*Extrait à lire*:
John Marrant, un prêcheur afro-américain capturé et condamné à mort par les Cherokees avant la Révolution américaine, est l’un de ceux-là. Marrant aurait converti un chef de village et quelques-uns de ses guerriers au Christianisme avant d’être libéré ; sa connaissance de la langue Cherokee et sa disposition à se soumettre aux coutumes de la tribu lui auraient permis d’être accepté comme une sorte d’invité par la communauté [11]. Quant à Jack Civills, un homme libre de couleur, il s’installe parmi les Cherokees dans les années 1780, se marie, et ouvre une taverne et un poste de traite ; en 1803, l’agent américain W. S. Lovely se plaint que Civills, à cause de l’égalité dont il jouit chez les Cherokees, « can’t observe a due distance nor bear preferment […] The fellow has obtained property by dint of his Industry, this with his equality with these people, appear too much for him to bear [humbly] [12]. »

Le cas de Nancy, une jeune Cherokee d’environ 8 ans capturée et réduite en esclavage par des patriotes américains en 1778, illustre quant à lui la différence entre les manières de considérer la question raciale chez les Cherokees et dans les sociétés blanches voisines. La mère de Nancy est une Cherokee ; l’identité de son père est inconnue, mais, selon l’historienne Tiya Miles, il était probablement de descendance africaine :

In Virginia, the home colony and then state of Nancy’s owners, Indian slavery had been outlawed in 1777. Though non-mixed-race Native people still labored in the subjugated sphere of indentured servitude and may have had lingering vulnerability to enslavement as war captives,Native people with African ancestry would have been more attractive to slave speculators and traders. It should be noted that Nancy’s mother was not captured and enslaved at the time that Nancy was taken, suggesting that Nancy was singled out as different by the militiamen [13].

*Consigne écrite*:
Répondez à ces questions sur l'extrait consacré aux Cherokees :
(a) Dans quelles années Jack Civills s'installe-t-il parmi les Cherokees ?
(b) Quel âge avait environ Nancy lorsqu'elle a été capturée ?
(c) En quelle année l'esclavage des Indiens a-t-il été interdit en Virginie ?

*Données fournies*:
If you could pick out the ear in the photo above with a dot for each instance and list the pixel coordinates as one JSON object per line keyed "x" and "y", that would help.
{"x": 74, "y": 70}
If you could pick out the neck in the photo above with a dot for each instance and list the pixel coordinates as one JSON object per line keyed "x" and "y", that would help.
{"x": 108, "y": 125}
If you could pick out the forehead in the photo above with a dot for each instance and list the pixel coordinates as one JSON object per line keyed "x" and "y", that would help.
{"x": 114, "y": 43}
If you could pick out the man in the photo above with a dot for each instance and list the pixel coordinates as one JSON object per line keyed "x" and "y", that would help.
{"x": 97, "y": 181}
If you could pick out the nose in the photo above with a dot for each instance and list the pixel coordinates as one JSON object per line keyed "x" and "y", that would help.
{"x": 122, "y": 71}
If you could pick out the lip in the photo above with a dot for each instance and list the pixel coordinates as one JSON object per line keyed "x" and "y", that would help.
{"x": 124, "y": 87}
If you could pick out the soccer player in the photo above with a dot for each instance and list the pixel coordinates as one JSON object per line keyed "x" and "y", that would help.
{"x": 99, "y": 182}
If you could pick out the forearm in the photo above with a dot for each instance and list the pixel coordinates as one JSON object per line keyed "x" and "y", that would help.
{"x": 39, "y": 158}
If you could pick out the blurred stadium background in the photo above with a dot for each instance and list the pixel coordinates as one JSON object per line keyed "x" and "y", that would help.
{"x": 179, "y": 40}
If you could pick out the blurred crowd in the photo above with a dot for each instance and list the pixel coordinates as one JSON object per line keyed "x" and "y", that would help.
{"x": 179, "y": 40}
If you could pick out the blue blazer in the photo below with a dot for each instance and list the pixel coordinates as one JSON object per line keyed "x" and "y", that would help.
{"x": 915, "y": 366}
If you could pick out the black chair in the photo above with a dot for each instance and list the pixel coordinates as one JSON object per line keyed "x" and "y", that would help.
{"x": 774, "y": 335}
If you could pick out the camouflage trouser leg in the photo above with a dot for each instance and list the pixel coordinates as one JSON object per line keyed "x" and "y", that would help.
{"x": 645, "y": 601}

*Réponse attendue*:
(a) Dans les années 1780.
(b) Environ 8 ans.
(c) En 1777.